- **Work request**
Where a line contains "If you could point to the brown", start there and write out that line and each one after it, word for word, through the final line of the entries; add nothing else.

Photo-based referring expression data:
= = = =

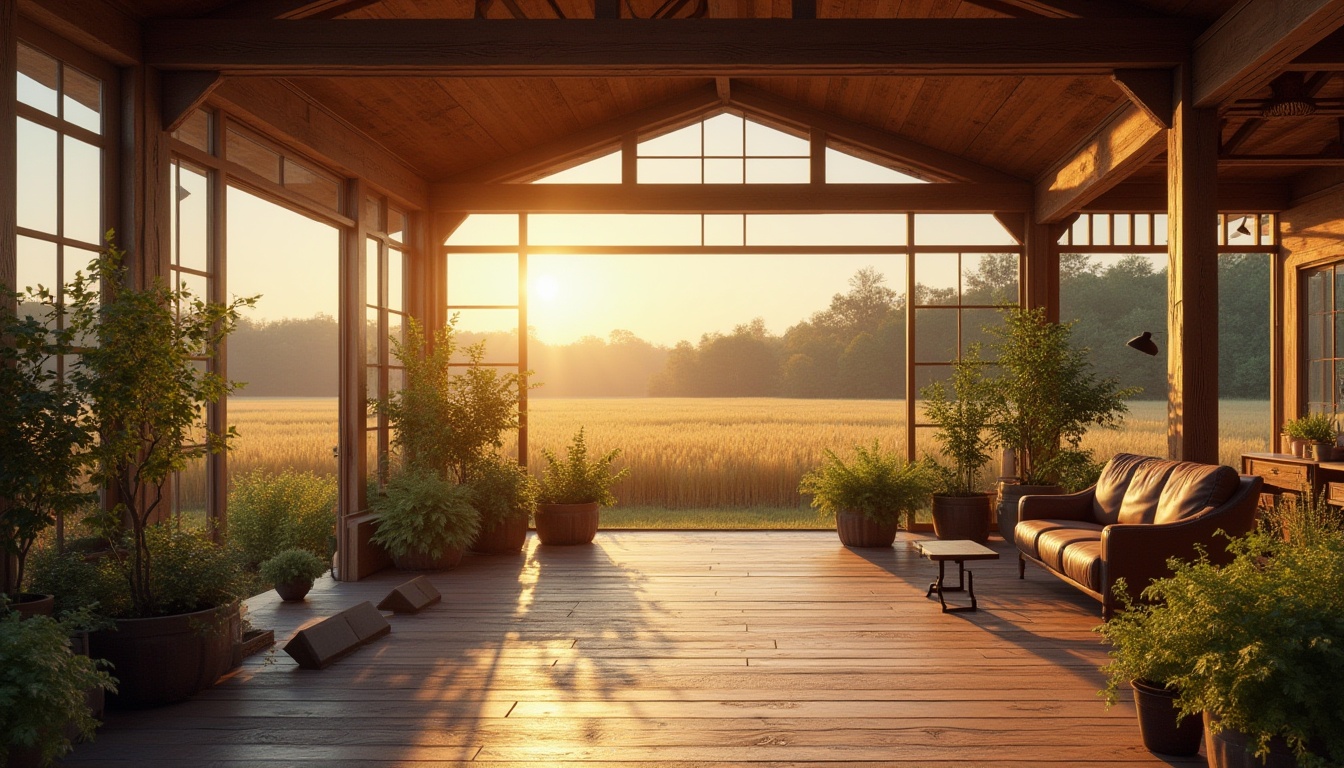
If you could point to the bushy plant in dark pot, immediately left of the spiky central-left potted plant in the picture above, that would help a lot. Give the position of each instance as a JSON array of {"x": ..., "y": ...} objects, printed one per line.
[{"x": 505, "y": 496}]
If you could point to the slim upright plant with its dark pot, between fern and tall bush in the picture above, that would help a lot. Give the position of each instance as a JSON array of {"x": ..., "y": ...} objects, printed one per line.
[{"x": 960, "y": 509}]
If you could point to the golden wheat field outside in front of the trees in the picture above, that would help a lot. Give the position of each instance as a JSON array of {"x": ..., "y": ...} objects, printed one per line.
[{"x": 713, "y": 462}]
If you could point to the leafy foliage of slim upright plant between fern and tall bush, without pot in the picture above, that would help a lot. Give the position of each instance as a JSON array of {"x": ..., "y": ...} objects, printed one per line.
[{"x": 962, "y": 418}]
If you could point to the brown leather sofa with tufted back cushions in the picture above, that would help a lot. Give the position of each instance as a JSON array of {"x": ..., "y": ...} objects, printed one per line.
[{"x": 1140, "y": 513}]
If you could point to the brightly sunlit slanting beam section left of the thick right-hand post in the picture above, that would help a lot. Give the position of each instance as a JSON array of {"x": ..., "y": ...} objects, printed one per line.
[{"x": 1119, "y": 147}]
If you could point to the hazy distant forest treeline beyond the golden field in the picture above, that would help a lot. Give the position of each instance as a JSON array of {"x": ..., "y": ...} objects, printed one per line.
[{"x": 853, "y": 349}]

= = = =

- **Reply**
If you could point to the brown leather sofa with tufted back cushions in the picture above, that would help a lot. Give the position of each instance as a JSON array of {"x": ..., "y": ...} objects, printed one per line.
[{"x": 1140, "y": 513}]
If you could point to the brightly sunlit slanting beam section left of the thick right-hand post in the picture above, that would help a lot. Give the position of each instance as a JSON array of {"x": ..., "y": ...} objects, printed one per line.
[{"x": 1119, "y": 147}]
If you could point to the hazy distant forest treeline beyond the golden field in the picture above, that would help a lot. Give the position of each instance as a JSON array of {"x": ..., "y": ...} objects, printed one per line.
[{"x": 853, "y": 349}]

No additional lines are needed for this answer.